In the rows below, swap each occurrence of "Could you please indicate" for "Please mark". Reproduce the rows with nothing else altered.

%%

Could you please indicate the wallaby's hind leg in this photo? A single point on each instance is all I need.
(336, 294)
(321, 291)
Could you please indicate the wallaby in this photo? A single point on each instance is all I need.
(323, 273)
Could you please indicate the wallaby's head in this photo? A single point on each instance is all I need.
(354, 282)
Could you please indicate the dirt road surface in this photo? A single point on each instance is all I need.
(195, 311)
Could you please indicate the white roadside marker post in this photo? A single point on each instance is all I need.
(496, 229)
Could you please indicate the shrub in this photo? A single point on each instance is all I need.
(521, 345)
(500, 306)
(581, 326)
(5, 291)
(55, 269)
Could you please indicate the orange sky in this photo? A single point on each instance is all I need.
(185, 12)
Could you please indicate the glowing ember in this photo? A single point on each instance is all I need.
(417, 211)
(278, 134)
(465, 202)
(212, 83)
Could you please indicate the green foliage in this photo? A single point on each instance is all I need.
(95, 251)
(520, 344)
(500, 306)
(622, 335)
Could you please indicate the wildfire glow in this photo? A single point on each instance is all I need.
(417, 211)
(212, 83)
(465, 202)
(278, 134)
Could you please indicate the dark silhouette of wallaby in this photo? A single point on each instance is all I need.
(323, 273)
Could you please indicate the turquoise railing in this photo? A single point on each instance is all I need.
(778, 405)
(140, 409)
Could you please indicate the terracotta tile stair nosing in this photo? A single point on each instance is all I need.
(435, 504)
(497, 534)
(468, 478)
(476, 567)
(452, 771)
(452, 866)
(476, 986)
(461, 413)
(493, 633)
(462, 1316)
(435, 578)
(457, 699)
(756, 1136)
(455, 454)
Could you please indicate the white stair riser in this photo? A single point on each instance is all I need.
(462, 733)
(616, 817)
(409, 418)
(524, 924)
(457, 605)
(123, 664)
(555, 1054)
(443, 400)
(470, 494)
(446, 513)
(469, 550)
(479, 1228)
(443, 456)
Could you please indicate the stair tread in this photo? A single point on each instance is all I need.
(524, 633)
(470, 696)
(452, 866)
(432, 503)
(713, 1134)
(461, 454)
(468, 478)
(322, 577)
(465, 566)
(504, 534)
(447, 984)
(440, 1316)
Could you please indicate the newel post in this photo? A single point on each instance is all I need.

%%

Result below ->
Please mark the wallaby's hind leg in this photo? A single point on each instance is all I need.
(336, 294)
(321, 291)
Please mark the wallaby in this photo? A single point on each instance is all I need.
(323, 273)
Please mark the wallaby's head in this photo? A single point on each instance is all I need.
(354, 282)
Please mark the dirt road surface in this photo? A single point on each instance is all I need.
(195, 311)
Please mark the white roadside marker post in this photo? A single point on each instance is all I need.
(496, 229)
Please mark the shrub in this photo? A single point on each instance is all I need.
(521, 345)
(500, 306)
(581, 326)
(5, 291)
(55, 269)
Please mark the orange sky in this photo? A single point on each instance is all I need.
(185, 12)
Please mark the glowing ember in this photo? A single point on each instance is all I need.
(417, 211)
(278, 134)
(465, 202)
(212, 83)
Please mark the green foliage in this photo? A single point on each instance is all I need.
(95, 251)
(520, 344)
(500, 306)
(622, 335)
Please mark the wildfire glow in this photo? A single point on each instance is all I need.
(417, 211)
(212, 83)
(465, 202)
(278, 134)
Please mark the dark silhouette of wallaby in this photo? A single point on each instance is all I need.
(323, 273)
Please mark the turquoise railing in this photo? A single point on each instance is all I need.
(778, 405)
(140, 409)
Please mark the terracotta tile stair nosing in this photo? A single point on each instance is all I need.
(435, 504)
(497, 534)
(468, 478)
(476, 567)
(452, 771)
(452, 866)
(476, 986)
(461, 413)
(493, 633)
(462, 1316)
(435, 578)
(457, 699)
(756, 1136)
(455, 454)
Please mark the white stair riser in this photo? A single point on each instance is all I need.
(462, 733)
(616, 817)
(409, 418)
(524, 924)
(457, 605)
(123, 664)
(555, 1054)
(443, 400)
(470, 494)
(446, 513)
(469, 550)
(479, 1228)
(443, 456)
Please mark the stair tread in this photo? A single point on each instance is all I need.
(524, 633)
(470, 696)
(452, 866)
(432, 503)
(713, 1134)
(461, 454)
(468, 478)
(322, 577)
(465, 566)
(504, 534)
(447, 984)
(440, 1316)
Please mark the newel post in this photo? A single point on each instance is all I need.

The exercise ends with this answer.